• Aim of the task
Go through the listing below. Copy each line that has the string "brick".
[[ Data records open ]]
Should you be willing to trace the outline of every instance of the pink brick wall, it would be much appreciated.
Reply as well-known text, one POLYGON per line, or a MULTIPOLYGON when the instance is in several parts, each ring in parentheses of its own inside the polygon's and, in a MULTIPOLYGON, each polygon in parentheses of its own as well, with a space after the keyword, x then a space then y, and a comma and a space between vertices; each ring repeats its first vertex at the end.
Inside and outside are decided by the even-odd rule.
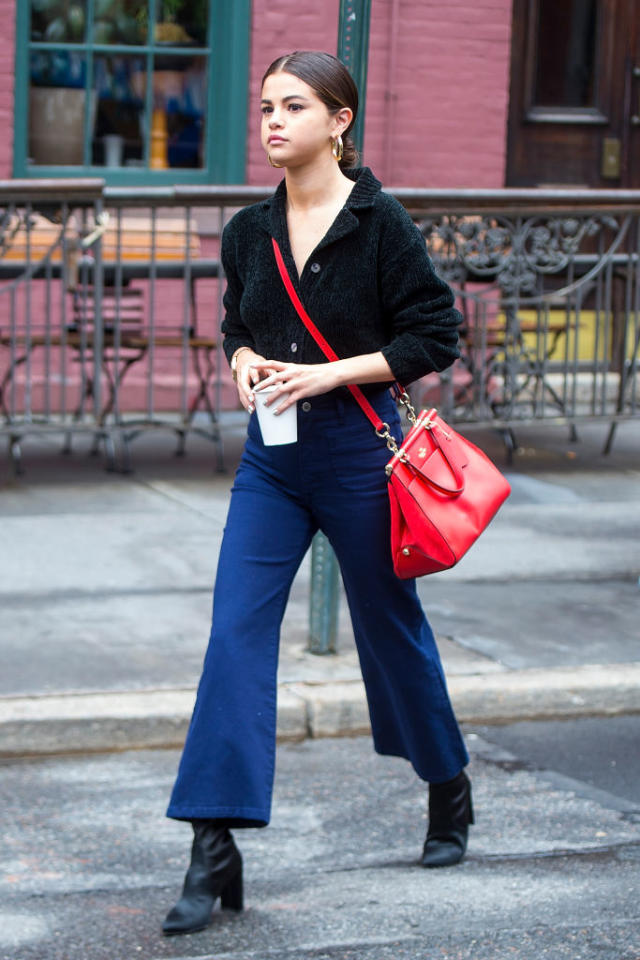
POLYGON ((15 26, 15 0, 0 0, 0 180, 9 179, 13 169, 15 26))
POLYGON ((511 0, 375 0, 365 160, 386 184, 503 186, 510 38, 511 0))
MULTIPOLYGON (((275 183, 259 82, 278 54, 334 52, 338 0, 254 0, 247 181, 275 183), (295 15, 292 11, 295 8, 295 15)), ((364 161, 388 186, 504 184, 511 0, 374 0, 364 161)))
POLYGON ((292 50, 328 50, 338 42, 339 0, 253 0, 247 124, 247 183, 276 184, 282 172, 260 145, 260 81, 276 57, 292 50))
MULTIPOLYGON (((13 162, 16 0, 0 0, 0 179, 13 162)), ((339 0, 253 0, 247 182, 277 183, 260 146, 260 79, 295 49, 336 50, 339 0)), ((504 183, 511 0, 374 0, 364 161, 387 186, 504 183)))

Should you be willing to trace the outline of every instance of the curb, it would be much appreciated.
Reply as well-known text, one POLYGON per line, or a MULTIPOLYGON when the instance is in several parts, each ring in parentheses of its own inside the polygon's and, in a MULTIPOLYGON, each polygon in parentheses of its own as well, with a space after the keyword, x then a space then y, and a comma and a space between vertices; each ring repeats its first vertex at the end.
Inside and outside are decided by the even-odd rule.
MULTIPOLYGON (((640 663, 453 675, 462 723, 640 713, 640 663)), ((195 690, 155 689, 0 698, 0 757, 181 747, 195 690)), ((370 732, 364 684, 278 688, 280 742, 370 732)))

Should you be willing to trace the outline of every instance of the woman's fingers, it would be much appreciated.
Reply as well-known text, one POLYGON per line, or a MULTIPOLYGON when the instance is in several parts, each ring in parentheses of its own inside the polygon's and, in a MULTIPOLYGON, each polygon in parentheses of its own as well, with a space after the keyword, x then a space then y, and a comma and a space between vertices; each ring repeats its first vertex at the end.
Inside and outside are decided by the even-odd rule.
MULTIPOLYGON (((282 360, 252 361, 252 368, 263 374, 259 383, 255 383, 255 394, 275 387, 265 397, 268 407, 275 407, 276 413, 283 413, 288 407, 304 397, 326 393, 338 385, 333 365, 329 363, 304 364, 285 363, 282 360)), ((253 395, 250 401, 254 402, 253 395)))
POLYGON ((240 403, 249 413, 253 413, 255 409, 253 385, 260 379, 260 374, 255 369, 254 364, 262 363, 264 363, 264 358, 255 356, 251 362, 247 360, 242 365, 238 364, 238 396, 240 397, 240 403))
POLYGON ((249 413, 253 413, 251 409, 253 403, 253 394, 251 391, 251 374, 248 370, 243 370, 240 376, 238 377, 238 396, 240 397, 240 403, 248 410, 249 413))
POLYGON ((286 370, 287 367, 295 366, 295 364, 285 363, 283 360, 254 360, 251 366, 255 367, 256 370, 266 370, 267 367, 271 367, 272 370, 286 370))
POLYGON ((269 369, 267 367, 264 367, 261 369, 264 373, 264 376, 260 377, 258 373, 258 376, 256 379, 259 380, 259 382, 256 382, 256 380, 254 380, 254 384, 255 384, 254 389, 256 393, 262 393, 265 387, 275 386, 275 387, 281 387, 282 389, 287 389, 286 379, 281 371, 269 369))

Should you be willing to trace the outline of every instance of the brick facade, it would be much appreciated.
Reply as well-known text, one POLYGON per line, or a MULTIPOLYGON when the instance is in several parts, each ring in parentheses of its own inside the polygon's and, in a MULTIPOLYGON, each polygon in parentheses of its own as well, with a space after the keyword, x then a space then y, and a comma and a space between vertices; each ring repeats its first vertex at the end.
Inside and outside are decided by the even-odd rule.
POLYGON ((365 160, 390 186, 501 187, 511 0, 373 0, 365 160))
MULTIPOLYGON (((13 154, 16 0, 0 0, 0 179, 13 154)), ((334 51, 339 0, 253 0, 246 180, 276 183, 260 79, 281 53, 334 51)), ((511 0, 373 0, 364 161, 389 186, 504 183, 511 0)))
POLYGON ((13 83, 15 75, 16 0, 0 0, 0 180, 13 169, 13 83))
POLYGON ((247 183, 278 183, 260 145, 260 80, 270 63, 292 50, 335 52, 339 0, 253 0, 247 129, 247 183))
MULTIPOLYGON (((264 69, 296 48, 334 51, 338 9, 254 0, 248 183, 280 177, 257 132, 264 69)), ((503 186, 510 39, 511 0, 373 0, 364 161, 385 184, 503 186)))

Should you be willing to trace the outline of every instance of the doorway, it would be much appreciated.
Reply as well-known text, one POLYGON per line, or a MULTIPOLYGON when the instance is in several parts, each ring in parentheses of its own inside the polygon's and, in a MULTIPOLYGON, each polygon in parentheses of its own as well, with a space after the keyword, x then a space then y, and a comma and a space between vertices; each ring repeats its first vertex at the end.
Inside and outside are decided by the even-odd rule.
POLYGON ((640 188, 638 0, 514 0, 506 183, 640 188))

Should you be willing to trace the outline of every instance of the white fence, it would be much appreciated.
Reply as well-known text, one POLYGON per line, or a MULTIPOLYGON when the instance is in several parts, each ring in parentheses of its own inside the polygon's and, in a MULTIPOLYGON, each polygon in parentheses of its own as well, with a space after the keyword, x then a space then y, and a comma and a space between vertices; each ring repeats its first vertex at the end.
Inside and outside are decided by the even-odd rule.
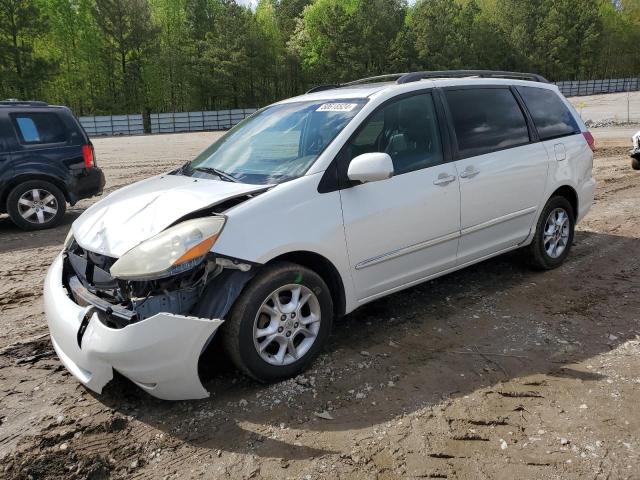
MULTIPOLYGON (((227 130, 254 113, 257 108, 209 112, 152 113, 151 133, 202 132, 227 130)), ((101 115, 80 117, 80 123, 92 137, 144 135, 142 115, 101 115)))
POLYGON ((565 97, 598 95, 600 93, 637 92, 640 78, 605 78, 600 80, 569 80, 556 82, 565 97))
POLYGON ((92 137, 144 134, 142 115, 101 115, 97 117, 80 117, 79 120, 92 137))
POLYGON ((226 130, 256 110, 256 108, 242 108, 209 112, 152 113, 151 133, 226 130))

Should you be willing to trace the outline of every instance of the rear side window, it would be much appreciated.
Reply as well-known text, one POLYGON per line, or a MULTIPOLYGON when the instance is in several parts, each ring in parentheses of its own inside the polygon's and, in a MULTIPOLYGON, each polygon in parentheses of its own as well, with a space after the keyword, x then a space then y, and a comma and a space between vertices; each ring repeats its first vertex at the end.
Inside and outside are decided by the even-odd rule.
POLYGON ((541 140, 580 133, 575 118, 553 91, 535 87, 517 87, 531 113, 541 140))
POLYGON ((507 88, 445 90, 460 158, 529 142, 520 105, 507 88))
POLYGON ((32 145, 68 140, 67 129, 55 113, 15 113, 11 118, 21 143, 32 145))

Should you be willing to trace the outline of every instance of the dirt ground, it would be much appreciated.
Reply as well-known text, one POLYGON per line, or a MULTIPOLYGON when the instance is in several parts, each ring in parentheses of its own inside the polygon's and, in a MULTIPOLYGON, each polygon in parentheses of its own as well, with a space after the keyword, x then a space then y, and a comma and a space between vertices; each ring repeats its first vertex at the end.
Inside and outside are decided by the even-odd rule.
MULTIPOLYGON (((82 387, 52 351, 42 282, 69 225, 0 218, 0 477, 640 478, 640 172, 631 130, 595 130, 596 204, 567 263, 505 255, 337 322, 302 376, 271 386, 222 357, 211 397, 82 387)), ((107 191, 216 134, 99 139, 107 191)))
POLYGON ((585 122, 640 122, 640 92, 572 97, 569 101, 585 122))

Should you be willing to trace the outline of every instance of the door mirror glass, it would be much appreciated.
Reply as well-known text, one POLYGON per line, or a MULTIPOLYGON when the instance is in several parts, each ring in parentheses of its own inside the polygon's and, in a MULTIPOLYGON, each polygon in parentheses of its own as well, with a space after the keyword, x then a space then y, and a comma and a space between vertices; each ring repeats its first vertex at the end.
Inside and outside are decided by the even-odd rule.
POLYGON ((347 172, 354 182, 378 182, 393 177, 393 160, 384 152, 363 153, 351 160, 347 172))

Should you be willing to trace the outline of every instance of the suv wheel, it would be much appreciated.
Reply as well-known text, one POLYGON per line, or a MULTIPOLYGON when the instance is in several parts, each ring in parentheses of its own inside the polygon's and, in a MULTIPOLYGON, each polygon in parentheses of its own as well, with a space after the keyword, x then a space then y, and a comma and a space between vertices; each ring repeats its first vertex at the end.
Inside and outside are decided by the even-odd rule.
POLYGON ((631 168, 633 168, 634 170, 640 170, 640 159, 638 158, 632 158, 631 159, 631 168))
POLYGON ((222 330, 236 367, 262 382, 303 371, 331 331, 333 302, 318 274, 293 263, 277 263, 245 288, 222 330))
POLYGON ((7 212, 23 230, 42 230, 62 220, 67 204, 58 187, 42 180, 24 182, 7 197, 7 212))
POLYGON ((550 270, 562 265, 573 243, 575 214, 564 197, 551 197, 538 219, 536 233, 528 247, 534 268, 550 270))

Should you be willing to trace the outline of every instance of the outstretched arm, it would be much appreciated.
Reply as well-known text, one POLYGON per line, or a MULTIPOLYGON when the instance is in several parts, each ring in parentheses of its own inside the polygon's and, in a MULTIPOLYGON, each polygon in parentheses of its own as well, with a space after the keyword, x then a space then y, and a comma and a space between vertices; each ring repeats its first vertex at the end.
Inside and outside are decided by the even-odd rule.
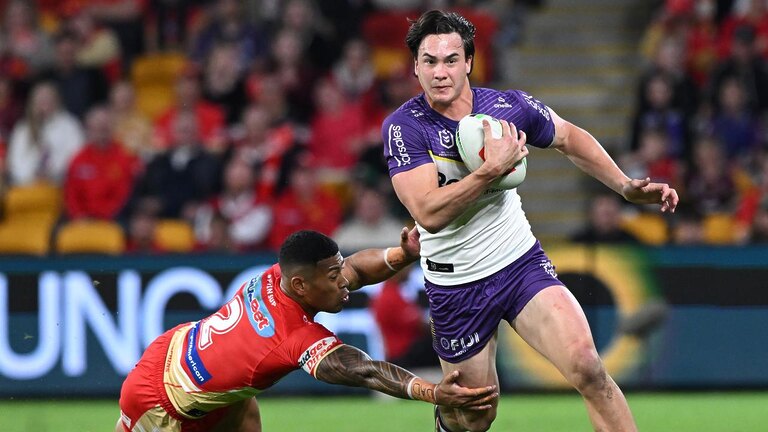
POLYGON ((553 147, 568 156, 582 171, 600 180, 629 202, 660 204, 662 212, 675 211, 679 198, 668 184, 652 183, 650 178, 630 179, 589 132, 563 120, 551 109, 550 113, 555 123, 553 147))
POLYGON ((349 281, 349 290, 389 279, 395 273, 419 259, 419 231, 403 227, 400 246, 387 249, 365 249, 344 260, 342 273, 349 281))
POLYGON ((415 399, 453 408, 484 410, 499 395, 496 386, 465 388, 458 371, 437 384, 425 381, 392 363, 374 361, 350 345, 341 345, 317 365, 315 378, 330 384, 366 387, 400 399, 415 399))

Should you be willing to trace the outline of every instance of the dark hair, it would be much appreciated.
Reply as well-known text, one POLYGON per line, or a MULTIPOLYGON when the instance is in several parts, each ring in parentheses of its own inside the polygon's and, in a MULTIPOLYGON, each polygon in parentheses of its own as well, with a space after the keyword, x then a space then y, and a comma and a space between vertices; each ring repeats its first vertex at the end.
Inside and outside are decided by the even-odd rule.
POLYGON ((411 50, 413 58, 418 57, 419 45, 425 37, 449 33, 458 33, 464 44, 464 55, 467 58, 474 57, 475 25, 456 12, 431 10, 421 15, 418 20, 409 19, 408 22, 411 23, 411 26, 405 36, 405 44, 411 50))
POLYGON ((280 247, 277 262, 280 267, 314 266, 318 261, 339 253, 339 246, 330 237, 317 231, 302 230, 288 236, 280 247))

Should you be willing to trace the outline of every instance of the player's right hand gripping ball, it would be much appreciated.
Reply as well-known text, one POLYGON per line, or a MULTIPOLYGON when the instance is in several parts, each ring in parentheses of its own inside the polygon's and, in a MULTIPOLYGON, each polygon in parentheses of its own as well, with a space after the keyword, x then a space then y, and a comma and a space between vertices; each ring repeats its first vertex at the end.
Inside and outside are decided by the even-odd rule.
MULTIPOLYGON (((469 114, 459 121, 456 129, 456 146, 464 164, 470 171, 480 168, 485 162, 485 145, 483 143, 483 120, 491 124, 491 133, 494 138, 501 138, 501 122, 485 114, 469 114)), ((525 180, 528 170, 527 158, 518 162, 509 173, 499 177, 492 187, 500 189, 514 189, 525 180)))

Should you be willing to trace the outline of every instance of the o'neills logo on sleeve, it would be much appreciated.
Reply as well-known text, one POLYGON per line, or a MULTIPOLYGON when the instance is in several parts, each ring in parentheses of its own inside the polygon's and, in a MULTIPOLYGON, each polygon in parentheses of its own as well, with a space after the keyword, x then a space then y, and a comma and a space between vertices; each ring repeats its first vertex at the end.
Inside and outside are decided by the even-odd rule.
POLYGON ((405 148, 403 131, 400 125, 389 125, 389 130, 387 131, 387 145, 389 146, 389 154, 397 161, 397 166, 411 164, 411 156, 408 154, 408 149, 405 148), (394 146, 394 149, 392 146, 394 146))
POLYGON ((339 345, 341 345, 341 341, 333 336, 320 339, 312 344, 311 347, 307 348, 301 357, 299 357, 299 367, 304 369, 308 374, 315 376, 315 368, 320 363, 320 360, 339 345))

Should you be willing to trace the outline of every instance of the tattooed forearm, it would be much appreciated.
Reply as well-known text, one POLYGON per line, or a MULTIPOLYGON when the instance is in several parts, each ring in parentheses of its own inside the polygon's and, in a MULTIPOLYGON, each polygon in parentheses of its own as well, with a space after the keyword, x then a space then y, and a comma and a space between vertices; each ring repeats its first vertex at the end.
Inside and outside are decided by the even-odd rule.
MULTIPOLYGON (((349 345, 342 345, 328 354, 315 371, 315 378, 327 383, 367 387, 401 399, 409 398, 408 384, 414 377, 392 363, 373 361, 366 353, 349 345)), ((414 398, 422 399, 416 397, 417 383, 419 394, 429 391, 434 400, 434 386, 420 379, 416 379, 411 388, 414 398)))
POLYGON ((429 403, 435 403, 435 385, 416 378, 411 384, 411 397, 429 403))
[[ Data records closed ]]
• Output below
Should you be willing to trace the outline of every instance of the pink brick wall, it would be much appreciated.
Should you be willing to trace the outline of every instance of the brick facade, it would be much appreciated.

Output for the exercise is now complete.